[start]

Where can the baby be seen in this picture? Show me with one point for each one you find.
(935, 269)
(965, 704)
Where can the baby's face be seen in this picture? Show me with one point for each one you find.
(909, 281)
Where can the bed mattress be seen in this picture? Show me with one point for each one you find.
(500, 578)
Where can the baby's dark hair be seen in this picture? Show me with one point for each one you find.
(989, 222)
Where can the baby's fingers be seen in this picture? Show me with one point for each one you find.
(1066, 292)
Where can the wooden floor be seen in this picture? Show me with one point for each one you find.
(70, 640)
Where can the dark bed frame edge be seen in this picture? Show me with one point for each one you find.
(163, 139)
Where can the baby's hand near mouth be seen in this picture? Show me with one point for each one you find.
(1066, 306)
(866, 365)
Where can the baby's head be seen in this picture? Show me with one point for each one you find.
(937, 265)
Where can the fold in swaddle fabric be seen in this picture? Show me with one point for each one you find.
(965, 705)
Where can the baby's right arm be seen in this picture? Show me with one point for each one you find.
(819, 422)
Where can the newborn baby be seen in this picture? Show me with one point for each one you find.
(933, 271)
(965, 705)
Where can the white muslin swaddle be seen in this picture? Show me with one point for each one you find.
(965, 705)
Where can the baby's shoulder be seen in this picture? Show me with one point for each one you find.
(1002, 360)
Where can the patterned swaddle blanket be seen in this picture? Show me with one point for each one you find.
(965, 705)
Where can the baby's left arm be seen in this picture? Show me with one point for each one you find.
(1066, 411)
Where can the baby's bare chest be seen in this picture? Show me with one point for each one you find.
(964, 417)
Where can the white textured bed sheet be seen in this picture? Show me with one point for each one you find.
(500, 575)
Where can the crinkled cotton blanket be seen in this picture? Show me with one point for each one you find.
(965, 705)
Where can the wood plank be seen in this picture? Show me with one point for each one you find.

[end]

Task brief ▸ Please output the stretch from the line containing "Where can the white textured" through the end of the records as a Markdown table with the columns Row and Entry, numbering each line and skipping any blank lines.

Problem solution ▸
| Row | Entry |
|---|---|
| 1 | Where can the white textured bed sheet be seen in this picture? Show me with one point for each one you find. |
| 2 | (500, 575) |
| 3 | Where can the crinkled cotton blanket be seen in this picture? Show me with one point for each one you find. |
| 4 | (965, 705) |
| 5 | Where can the wood plank be seen in this picture? Show me with one point for each one you find. |